--- start Data provided ---
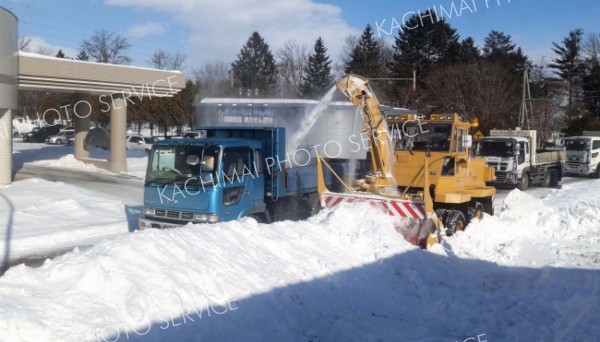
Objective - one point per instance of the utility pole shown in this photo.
(525, 112)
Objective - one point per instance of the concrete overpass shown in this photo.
(116, 86)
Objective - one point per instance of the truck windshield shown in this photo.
(577, 145)
(495, 149)
(422, 136)
(178, 164)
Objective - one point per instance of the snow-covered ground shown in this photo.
(62, 215)
(61, 156)
(532, 272)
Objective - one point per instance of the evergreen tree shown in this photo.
(82, 56)
(429, 44)
(255, 68)
(591, 90)
(468, 51)
(498, 48)
(366, 58)
(317, 78)
(568, 63)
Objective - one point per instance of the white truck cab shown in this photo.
(583, 154)
(518, 162)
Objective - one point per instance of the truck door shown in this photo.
(236, 182)
(594, 155)
(523, 152)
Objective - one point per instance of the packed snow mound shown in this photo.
(562, 229)
(342, 275)
(37, 216)
(68, 162)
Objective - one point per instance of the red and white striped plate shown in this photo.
(399, 208)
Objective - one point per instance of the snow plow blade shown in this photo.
(414, 218)
(410, 217)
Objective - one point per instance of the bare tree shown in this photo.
(292, 58)
(166, 61)
(107, 47)
(24, 43)
(591, 46)
(214, 79)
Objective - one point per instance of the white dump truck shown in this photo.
(518, 162)
(583, 154)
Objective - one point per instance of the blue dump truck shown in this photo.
(232, 173)
(251, 158)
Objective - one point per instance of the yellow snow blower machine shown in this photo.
(421, 170)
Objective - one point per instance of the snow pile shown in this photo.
(530, 273)
(561, 230)
(146, 280)
(68, 162)
(37, 216)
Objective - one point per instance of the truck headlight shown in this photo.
(206, 218)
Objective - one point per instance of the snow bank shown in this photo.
(560, 230)
(529, 273)
(339, 276)
(149, 278)
(38, 216)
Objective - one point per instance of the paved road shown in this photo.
(121, 187)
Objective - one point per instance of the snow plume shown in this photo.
(530, 273)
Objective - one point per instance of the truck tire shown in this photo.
(455, 221)
(547, 180)
(441, 214)
(488, 206)
(523, 184)
(475, 210)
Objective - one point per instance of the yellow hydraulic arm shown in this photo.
(357, 90)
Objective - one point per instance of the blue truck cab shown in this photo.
(229, 173)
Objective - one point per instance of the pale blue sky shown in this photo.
(216, 30)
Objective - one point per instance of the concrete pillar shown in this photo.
(5, 146)
(81, 122)
(118, 135)
(9, 70)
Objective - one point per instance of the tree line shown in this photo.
(452, 75)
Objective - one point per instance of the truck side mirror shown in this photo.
(208, 163)
(469, 141)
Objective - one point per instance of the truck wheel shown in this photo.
(260, 218)
(455, 221)
(441, 214)
(476, 211)
(523, 184)
(488, 206)
(547, 179)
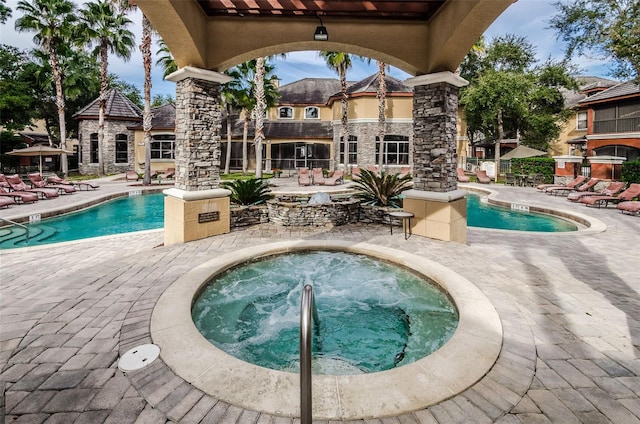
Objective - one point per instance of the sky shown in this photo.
(526, 18)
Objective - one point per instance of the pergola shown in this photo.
(426, 38)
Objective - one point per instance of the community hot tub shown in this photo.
(458, 364)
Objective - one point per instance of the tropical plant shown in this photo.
(383, 189)
(54, 22)
(105, 27)
(248, 192)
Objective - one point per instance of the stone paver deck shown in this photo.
(569, 304)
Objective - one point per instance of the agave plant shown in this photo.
(383, 189)
(248, 192)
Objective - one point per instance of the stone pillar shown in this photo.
(440, 209)
(196, 207)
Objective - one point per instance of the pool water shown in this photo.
(373, 316)
(122, 215)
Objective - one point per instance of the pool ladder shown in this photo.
(308, 313)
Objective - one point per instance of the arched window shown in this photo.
(311, 112)
(122, 148)
(285, 113)
(93, 148)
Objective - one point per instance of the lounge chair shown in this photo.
(18, 185)
(38, 182)
(304, 179)
(611, 190)
(5, 202)
(575, 182)
(629, 207)
(318, 176)
(335, 179)
(19, 196)
(632, 192)
(482, 177)
(462, 177)
(581, 188)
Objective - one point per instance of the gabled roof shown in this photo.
(619, 91)
(118, 107)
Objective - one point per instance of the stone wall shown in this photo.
(111, 129)
(198, 124)
(435, 109)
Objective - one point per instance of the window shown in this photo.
(162, 146)
(396, 150)
(352, 151)
(311, 112)
(93, 148)
(581, 123)
(122, 148)
(285, 113)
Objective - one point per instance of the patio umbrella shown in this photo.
(522, 152)
(38, 150)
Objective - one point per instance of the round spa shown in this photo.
(402, 379)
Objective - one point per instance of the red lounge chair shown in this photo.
(632, 208)
(18, 185)
(612, 190)
(304, 178)
(581, 188)
(482, 177)
(335, 179)
(576, 182)
(20, 196)
(38, 182)
(629, 194)
(462, 177)
(318, 176)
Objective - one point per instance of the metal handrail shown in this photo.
(308, 312)
(26, 229)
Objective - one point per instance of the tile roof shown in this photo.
(118, 107)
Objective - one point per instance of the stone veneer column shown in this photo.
(439, 208)
(196, 207)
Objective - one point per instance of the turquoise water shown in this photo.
(146, 212)
(373, 316)
(122, 215)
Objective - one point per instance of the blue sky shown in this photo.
(527, 18)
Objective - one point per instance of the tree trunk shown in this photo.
(145, 49)
(57, 78)
(259, 111)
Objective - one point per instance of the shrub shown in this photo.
(381, 190)
(248, 192)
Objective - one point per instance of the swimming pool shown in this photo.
(146, 212)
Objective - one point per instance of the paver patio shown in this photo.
(569, 304)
--- end Data provided ---
◆ Set problem
Reproduce all of the records above word for word, omitting the pictures.

◆ The response
Objective - one point per instance of the utility pole shown in this photo.
(525, 112)
Objective - one point per instance of the concrete overpass shown in this photo.
(116, 86)
Objective - one point per instance of the truck windshield shown in this photo.
(577, 145)
(495, 149)
(422, 136)
(178, 164)
Objective - one point per instance of the snow-covered ground shown in this photo.
(62, 215)
(61, 156)
(532, 272)
Objective - one point per instance of the evergreen tree shown in this photo.
(82, 56)
(429, 44)
(255, 68)
(591, 90)
(468, 51)
(498, 48)
(366, 58)
(317, 78)
(568, 63)
Objective - one point per instance of the white truck cab shown in this photo.
(583, 154)
(518, 162)
Objective - one point per instance of the truck door shown in this photo.
(236, 182)
(594, 155)
(523, 152)
Objective - one point per instance of the packed snow mound shown in this photo.
(562, 229)
(342, 275)
(37, 216)
(68, 162)
Objective - one point per instance of the red and white striped plate shown in this photo.
(399, 208)
Objective - one point per instance of the snow plow blade shown in this photo.
(414, 218)
(410, 217)
Objective - one point per instance of the bare tree shown in this photo.
(292, 58)
(166, 61)
(107, 47)
(24, 43)
(591, 46)
(214, 79)
Objective - one point per instance of the white dump truck shown in this photo.
(518, 162)
(583, 154)
Objective - one point per instance of the blue dump truck shown in this photo.
(232, 173)
(251, 158)
Objective - one point per instance of the yellow snow blower machine shown in this photo.
(421, 170)
Objective - one point per instance of the snow pile shown in this photo.
(530, 273)
(561, 230)
(146, 280)
(68, 162)
(37, 216)
Objective - one point per instance of the truck headlight shown in this photo.
(206, 218)
Objective - one point per instance of the snow bank shown in this photo.
(560, 230)
(529, 273)
(339, 276)
(149, 278)
(38, 216)
Objective - one point per instance of the paved road shown in this photo.
(121, 187)
Objective - one point per instance of the snow plume shown in this photo.
(530, 273)
Objective - one point per instance of the truck tire shown in this photo.
(455, 221)
(547, 180)
(441, 214)
(488, 206)
(523, 184)
(475, 210)
Objective - one point per instance of the yellow hydraulic arm shown in this photo.
(357, 90)
Objective - one point per instance of the blue truck cab shown in this photo.
(229, 173)
Objective - one point per instance of the pale blue sky shown in this photo.
(216, 30)
Objective - one point per instance of the concrete pillar shown in this photo.
(5, 146)
(81, 122)
(118, 135)
(9, 70)
Objective - one point per instance of the tree line shown in this photo.
(452, 75)
Objective - one point per instance of the truck side mirror shown in this photo.
(208, 163)
(469, 141)
Objective - one point per instance of the truck wheel shown in this photo.
(260, 218)
(455, 221)
(441, 214)
(476, 211)
(523, 184)
(488, 206)
(547, 179)
Objective - one point per instance of the sky shown in this photo.
(526, 18)
Objective - one point per instance of the pergola shown in this photo.
(426, 38)
Objective - one point per instance of the community hot tub shown in this photo.
(458, 364)
Objective - one point per instance of the tropical plant shown in this photo.
(383, 189)
(54, 22)
(105, 27)
(248, 192)
Objective - one point per instance of the stone paver deck shown in this photo.
(569, 304)
Objective - one point per instance of the agave plant shown in this photo.
(383, 189)
(248, 192)
Objective - one point per instance of the stone pillar shown in this photo.
(440, 209)
(196, 207)
Objective - one point per instance of the pool water shown in this photo.
(373, 316)
(122, 215)
Objective - one point per instance of the pool ladder shown in this photo.
(308, 313)
Objective - one point per instance of the arched window shown in this photo.
(311, 112)
(122, 148)
(285, 113)
(93, 148)
Objective - one point per instance of the lounge chair shown in this photo.
(18, 185)
(38, 182)
(304, 179)
(611, 190)
(5, 202)
(575, 182)
(629, 207)
(318, 176)
(335, 179)
(19, 196)
(632, 192)
(482, 177)
(462, 177)
(581, 188)
Objective - one point per instance of the gabled roof shown in this photo.
(619, 91)
(118, 107)
Objective - one point per instance of the stone wall shown in this photo.
(111, 129)
(198, 124)
(435, 109)
Objective - one point per instance of the window shown in this photo.
(162, 146)
(396, 150)
(352, 151)
(311, 112)
(93, 148)
(581, 123)
(122, 148)
(285, 113)
Objective - one point per instance of the patio umbrella shown in this photo.
(522, 152)
(38, 150)
Objective - one point per instance of the round spa shown in this photo.
(402, 379)
Objective - one point per instance of the red lounge chair shown in this photo.
(632, 208)
(18, 185)
(612, 190)
(304, 178)
(581, 188)
(482, 177)
(335, 179)
(576, 182)
(20, 196)
(38, 182)
(629, 194)
(462, 177)
(318, 176)
Objective - one point per instance of the metal handrail shown in this photo.
(308, 312)
(26, 229)
Objective - one point per instance of the tile roof shown in this photo.
(118, 107)
Objective - one point per instance of the stone veneer column shown in this photo.
(439, 208)
(196, 207)
Objective - one point per instance of the turquoise water shown in this photo.
(146, 212)
(373, 316)
(122, 215)
Objective - one point per instance of the blue sky shown in this photo.
(527, 18)
Objective - one point per instance of the tree trunk shown in this photo.
(145, 49)
(57, 78)
(259, 111)
Objective - one point per instance of the shrub shown in this photo.
(381, 190)
(248, 192)
Objective - one point per instance of the swimming pool shown in this photo.
(146, 212)
Objective - one point per instance of the paver patio shown in this photo.
(569, 304)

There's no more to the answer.